Saved entries
- - - - - - -

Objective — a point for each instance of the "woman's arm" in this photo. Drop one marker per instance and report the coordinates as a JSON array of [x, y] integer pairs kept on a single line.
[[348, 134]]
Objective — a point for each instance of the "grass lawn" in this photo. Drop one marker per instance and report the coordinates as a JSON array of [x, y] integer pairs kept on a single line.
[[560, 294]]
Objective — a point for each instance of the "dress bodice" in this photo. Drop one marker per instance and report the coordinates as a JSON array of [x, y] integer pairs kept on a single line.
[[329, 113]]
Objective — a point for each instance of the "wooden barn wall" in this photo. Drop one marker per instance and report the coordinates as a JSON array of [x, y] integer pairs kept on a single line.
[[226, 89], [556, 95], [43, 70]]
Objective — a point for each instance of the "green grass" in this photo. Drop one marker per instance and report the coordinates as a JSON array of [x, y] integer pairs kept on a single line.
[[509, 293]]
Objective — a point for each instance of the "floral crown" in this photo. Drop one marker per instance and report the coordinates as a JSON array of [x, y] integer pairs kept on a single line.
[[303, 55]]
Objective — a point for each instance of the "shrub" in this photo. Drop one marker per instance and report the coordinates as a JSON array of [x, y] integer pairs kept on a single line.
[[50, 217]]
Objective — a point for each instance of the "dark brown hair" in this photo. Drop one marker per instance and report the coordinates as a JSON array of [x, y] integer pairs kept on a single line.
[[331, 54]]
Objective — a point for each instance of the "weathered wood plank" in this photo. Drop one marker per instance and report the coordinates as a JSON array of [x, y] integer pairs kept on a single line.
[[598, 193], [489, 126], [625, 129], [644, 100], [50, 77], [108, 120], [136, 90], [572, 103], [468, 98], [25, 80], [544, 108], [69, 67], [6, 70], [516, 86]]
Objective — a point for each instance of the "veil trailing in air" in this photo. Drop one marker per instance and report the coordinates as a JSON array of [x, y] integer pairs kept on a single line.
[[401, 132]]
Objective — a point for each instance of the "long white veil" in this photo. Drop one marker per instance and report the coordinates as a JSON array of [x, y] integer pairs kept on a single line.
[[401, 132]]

- - - - - - -

* [EXERCISE GOAL] The response must restate every entry word for word.

* [ANSWER TO THE EXERCISE]
Objective — a point for each instance of the "woman's arm" in this photo. Drop one marker per instance and report the coordinates as a JSON array of [x, y] integer pairs kept on a single line.
[[348, 134]]
Objective — a point for each instance of the "grass lawn" in this photo. Drop one marker per instance and report the coordinates as a JSON array of [x, y] integer pairs kept on a single line.
[[560, 294]]
Objective — a point for each instance of the "dress bodice" in this photo. Drop one marker per instance and report the coordinates as a JSON array of [x, y] integer pairs kept on a single line.
[[329, 113]]
Objective — a point for each instance of the "wooden barn wall" in this photo. Drop one marker per instance and report the coordinates as a JSON array of [x, y] integer pairs kept on a single line.
[[226, 89], [556, 95], [43, 70]]
Objective — a point for each instance of the "green grass" in this photo. Drop one marker per instance and report the coordinates as a JSON array of [x, y] integer pairs kept on a single line.
[[509, 293]]
Objective — a point for each instance of the "floral crown" in this photo. Drop one marker per instance and report the coordinates as a JSON array of [x, y] integer pairs kept on a single line.
[[303, 55]]
Objective — a point for each instance of the "shrub" in this photo. Drop one marker per instance and report the coordinates as a JSON array of [x, y] integer pairs kept on a single line.
[[50, 217]]
Objective — a point for each instance of the "dark brown hair" in this photo. Drop one marker per instance and report the coordinates as a JSON array of [x, y] integer pairs kept on a single line.
[[331, 54]]
Objective — a point for each instance of the "weathered wood plank" in this photo. Drop one marker per instance and report the coordinates as a JSON array of [x, y] integer pairs kept on a single line.
[[598, 193], [489, 126], [625, 129], [644, 100], [50, 77], [108, 120], [136, 90], [572, 103], [468, 98], [25, 80], [544, 108], [69, 67], [6, 70], [516, 86]]
Objective — a point for each instance of the "veil trailing in air" in this photo. Drop one marker per instance and report the coordinates as a JSON array of [x, y] integer pairs kept on a single line.
[[401, 132]]
Objective — a point for each instance of the "long white veil" in this photo. Drop one marker per instance and report the coordinates as a JSON array of [x, y] integer pairs kept on a single line.
[[401, 132]]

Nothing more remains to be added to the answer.